→ **WHAT IS REQUIRED**: Copy the listing below line for line, leaving out the pictures.
*-*-*
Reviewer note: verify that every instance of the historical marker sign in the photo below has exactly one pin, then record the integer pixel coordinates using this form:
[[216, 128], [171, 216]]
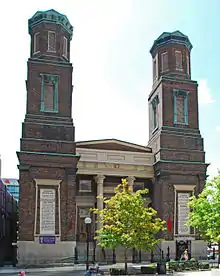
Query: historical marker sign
[[183, 213], [47, 211], [47, 239]]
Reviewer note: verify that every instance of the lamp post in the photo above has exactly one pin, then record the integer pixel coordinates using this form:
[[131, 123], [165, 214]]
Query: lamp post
[[87, 222]]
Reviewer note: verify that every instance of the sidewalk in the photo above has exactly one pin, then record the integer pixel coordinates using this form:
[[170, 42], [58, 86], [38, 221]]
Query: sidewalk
[[81, 267]]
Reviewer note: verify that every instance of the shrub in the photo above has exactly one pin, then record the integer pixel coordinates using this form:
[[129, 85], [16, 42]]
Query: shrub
[[204, 265], [181, 266], [117, 271], [148, 269]]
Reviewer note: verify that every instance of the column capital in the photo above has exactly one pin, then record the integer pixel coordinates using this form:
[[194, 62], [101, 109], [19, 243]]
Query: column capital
[[99, 178]]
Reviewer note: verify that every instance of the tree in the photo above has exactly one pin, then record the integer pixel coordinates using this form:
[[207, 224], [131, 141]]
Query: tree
[[205, 214], [126, 221]]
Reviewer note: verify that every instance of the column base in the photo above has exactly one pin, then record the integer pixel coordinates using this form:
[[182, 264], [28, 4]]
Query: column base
[[33, 253], [198, 249]]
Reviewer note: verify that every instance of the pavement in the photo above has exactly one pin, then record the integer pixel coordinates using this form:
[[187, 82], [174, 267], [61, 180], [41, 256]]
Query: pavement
[[79, 270]]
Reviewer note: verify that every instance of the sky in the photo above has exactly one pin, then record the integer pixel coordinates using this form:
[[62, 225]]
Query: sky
[[112, 74]]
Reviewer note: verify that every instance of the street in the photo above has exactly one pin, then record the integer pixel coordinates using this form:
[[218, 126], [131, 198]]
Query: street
[[47, 272], [80, 271]]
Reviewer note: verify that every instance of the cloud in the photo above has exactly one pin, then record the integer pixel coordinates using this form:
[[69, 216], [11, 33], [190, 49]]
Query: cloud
[[218, 128], [204, 93]]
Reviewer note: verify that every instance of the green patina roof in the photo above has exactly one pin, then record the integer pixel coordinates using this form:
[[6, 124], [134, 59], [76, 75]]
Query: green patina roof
[[50, 16], [166, 38]]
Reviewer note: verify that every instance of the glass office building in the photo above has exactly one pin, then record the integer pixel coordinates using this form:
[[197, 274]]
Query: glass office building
[[12, 187]]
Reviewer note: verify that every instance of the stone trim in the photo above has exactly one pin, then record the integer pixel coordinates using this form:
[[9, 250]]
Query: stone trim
[[46, 182]]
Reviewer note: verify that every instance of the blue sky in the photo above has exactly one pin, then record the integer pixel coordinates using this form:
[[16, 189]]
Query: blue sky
[[112, 74]]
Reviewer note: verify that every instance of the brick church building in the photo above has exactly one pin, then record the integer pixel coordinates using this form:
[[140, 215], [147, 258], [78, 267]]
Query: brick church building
[[61, 178]]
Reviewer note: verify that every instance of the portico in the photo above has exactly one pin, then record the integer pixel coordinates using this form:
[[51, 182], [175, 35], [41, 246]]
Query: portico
[[101, 167]]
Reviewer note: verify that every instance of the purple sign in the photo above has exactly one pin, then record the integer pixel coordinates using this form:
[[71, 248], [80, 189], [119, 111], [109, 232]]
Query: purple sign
*-*-*
→ **THE RESPONSE**:
Reviewer note: verify that every instance of the historical marker sign in the photo below has exactly one pin, then record the integer pixel coordinates using this form:
[[216, 128], [171, 216]]
Query: historical marker sign
[[183, 213], [47, 211], [47, 239]]
Reviewer note: verify that every instance of the lamp post in the photo above has exactly one pin, then record the integer pixel coordinates using this form:
[[131, 123], [165, 214]]
Query: lamp post
[[87, 222]]
Reviewer note: verify that every instance of the sidewalk in the photo above has exactly one pin, then record the integer pixel coordinates using this form:
[[170, 42], [58, 86], [38, 221]]
Query: sidewalk
[[81, 267]]
Reviewer note: verify that every instance of the shrub in the photo above has exactly one pin, then record the integer pixel coordinates using this form:
[[129, 85], [16, 42]]
Query: shrub
[[204, 265], [181, 266], [117, 271], [148, 269]]
Reviewer note: verify that every instance of the column capital in the photo above has exactly one pin, then record the integer pixel coordinates using this form:
[[194, 62], [101, 109], [19, 243]]
Query: column capital
[[99, 178]]
Reviewer note: verify that every instance of the tree in the photo above has exactly one pin, then record the integer pixel coordinates using this form:
[[207, 224], [131, 141]]
Query: tree
[[205, 214], [126, 221]]
Reviewer note: verify that every instance of the column base in the photo above has exactly one pin, then record the integer pixel coordinates using this form:
[[182, 264], [28, 4]]
Query: column base
[[33, 253], [198, 249]]
Reviewer note: verify that every instance of the pavement in the photo above has exactly one pin, then record the integer pixel coordinates using this form:
[[187, 82], [174, 267], [61, 180], [41, 256]]
Query: pavement
[[79, 270]]
Reviewer note: verify that every instance of the sky in the photo above has exactly one pin, then record the integer pixel coordinates using this form:
[[62, 225]]
Query: sky
[[112, 74]]
Reviewer note: verify that every instance of the street in the photo above has exactly one pin, then record the integer pixel coordinates using this form:
[[218, 126], [131, 198]]
Query: street
[[47, 272], [80, 271]]
Reviewer note: verify that every instance of the cloud in the photo above has exactly one pin, then record the integer pixel coordinates using this form:
[[69, 216], [11, 33], [190, 49]]
Query: cloud
[[218, 128], [204, 93]]
Reviewer note: verify that every instance of the green patina roof in the photo above has exactly one pin, then record the integer pixel coordinates using this form:
[[6, 124], [134, 59], [76, 75]]
Query: green patina roof
[[50, 16], [166, 38]]
Reviewer note: verify that every instance of the glass office building in the photo above has exactly one pin, then record the integer pixel coordinates using this form:
[[197, 274]]
Query: glass office building
[[12, 187]]
Reviewer note: verify that every instance of the stone trim in the photo above has exactly one pin, then record the integer pixel coordinates using this form:
[[9, 250]]
Query: stone trim
[[46, 182]]
Reviewer note: verify that every instance of the blue sky in the photo above has exactly one pin, then record the integer pixel coordinates using this form:
[[16, 189]]
Query: blue sky
[[112, 74]]
Reviewer note: verify that every instance of the brick church building in the photo above has exactly one pin, then record the integer pixel coordinates using this form:
[[140, 215], [147, 258], [78, 267]]
Query: brick church building
[[61, 178]]
Reviewer note: verify that every instance of the portico in the photo above has exactly one pin, then record the integer pixel coordinates using this form:
[[51, 182], [175, 35], [41, 246]]
Query: portico
[[101, 167]]
Reviewer note: verify that every instance of the purple sign in the photo above has exactly one pin, then record the integer pixel coordinates using this form:
[[71, 248], [80, 189], [119, 111], [109, 232]]
Query: purple sign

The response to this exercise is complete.